Exercise
Copy the listing below exactly as it appears, line for line, leaving out the pictures.

***

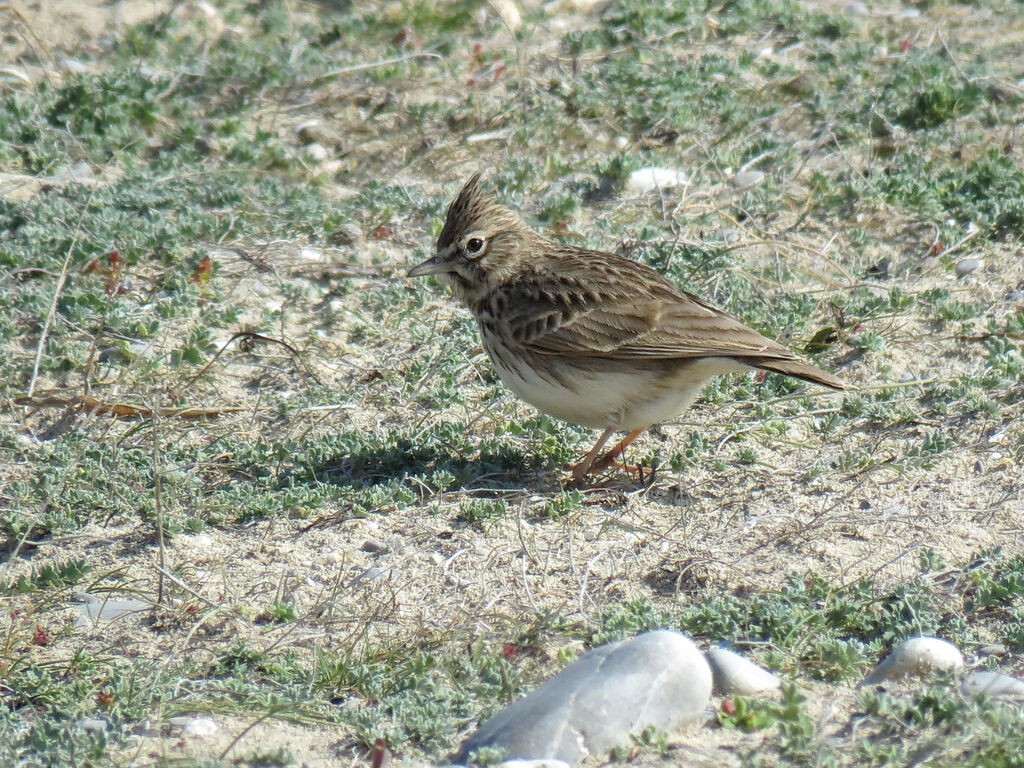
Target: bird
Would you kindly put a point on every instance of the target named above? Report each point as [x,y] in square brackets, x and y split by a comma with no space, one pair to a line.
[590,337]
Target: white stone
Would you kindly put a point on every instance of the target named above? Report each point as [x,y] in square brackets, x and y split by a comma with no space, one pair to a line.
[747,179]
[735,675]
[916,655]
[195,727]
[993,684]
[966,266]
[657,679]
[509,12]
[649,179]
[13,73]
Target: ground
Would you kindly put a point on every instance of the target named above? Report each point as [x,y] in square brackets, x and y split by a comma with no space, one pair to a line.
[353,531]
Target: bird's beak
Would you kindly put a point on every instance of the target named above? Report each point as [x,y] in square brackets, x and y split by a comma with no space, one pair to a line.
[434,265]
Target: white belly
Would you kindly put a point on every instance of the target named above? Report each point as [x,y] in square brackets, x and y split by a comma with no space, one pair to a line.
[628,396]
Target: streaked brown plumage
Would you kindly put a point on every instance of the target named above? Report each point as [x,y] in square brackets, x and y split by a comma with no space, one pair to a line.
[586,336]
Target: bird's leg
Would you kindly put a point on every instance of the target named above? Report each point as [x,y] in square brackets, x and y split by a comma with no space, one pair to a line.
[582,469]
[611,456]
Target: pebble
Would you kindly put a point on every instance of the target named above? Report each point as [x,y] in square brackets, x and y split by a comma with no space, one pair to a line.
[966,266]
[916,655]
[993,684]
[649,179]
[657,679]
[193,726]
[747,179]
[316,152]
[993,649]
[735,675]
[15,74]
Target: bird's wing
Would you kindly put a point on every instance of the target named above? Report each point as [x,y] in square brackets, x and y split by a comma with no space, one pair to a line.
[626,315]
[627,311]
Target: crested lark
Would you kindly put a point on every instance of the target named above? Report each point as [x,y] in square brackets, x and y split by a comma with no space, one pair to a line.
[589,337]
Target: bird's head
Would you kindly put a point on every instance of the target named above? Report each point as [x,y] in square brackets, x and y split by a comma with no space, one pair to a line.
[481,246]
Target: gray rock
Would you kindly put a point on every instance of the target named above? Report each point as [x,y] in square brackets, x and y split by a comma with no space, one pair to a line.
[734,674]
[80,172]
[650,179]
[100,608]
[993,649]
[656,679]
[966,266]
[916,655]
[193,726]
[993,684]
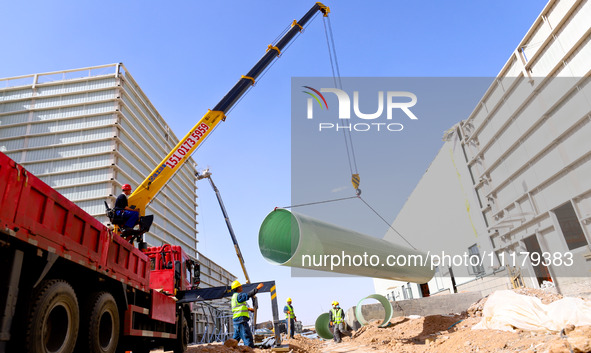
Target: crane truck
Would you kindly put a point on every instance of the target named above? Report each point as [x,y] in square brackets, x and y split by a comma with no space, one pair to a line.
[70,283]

***

Reply to the task
Target: bird
Would you kindly put a point on every instance of the target named above? Report each point as [x,y] in square brackets, x and y split by a comma with no space, one pair to a line.
[590,337]
Target: white stone
Would you kindly put a point on every instance of the target named above? Report each point as [x,y] in square brackets, x and y split by a comma with no space, one pair to a line.
[747,179]
[735,675]
[916,655]
[195,727]
[993,684]
[966,266]
[657,679]
[509,12]
[649,179]
[13,73]
Target: ground
Would you kindly put a point on every instance of the target named above? Report each point as [x,y] in square brackets, x and y split by a comma with no space, one pair to a line.
[353,531]
Target: bird's beak
Would you kindly put a point on every instance of the target named above? Report each point as [x,y] in square brackets, x and y split by a comma with no space, one pair to a line.
[434,265]
Target: white belly
Would you kindly put a point on every instance of the target named above? Report each point as [x,y] in square brackets, x and y split by a comma with no space, one pair to a line.
[628,396]
Target: streaked brown plumage
Would you kindly put a point on every instance of the target named above? Report each point as [x,y] in square brackets, x and y split by a comma with no space, one pair to a line.
[586,336]
Target: bird's leg
Would you kindly put a point on every instance of the target named above? Report each point as [x,y] in square brackets, x and y split by a comma with no space, one pair to a line.
[582,469]
[611,456]
Target: pebble
Would you kindly put a point on every instance of the target named above? Report each point as [x,y] in square brackets, x and y split by a comma with no space, one pair to a line.
[966,266]
[916,655]
[993,684]
[649,179]
[657,679]
[193,726]
[747,179]
[316,152]
[993,649]
[735,675]
[15,74]
Target: bird's wing
Would you kindly put a point on every instance of the target named above? Report each point as [x,y] in square brackets, x and y split by a comma with no space, one pair to a line.
[626,315]
[627,311]
Target: crested lark
Would you kindly put a point on every instance of the target named above? Report each point as [x,y] in square brackets, x and y split by a comma with no space, one pair to a line.
[589,337]
Target: bird's head
Would you kindly put a point on every instance of the target named above? Report each point as [x,y] in square brackets, x and y split by a comma with no space, one pair to a line.
[481,246]
Target: gray rock
Would you kindly put a point on every instance of the target named above? Report each point as [x,y] in square brackets, x and y split by a comma with no space, one pair to a line.
[734,674]
[80,172]
[650,179]
[100,608]
[993,649]
[656,679]
[966,266]
[916,655]
[193,726]
[993,684]
Target: crane truck
Would you kindly put a point on every instance of the target named above? Report each point as [x,y] in square brackets, x and y split by a comma with no space, one pair to a line.
[70,283]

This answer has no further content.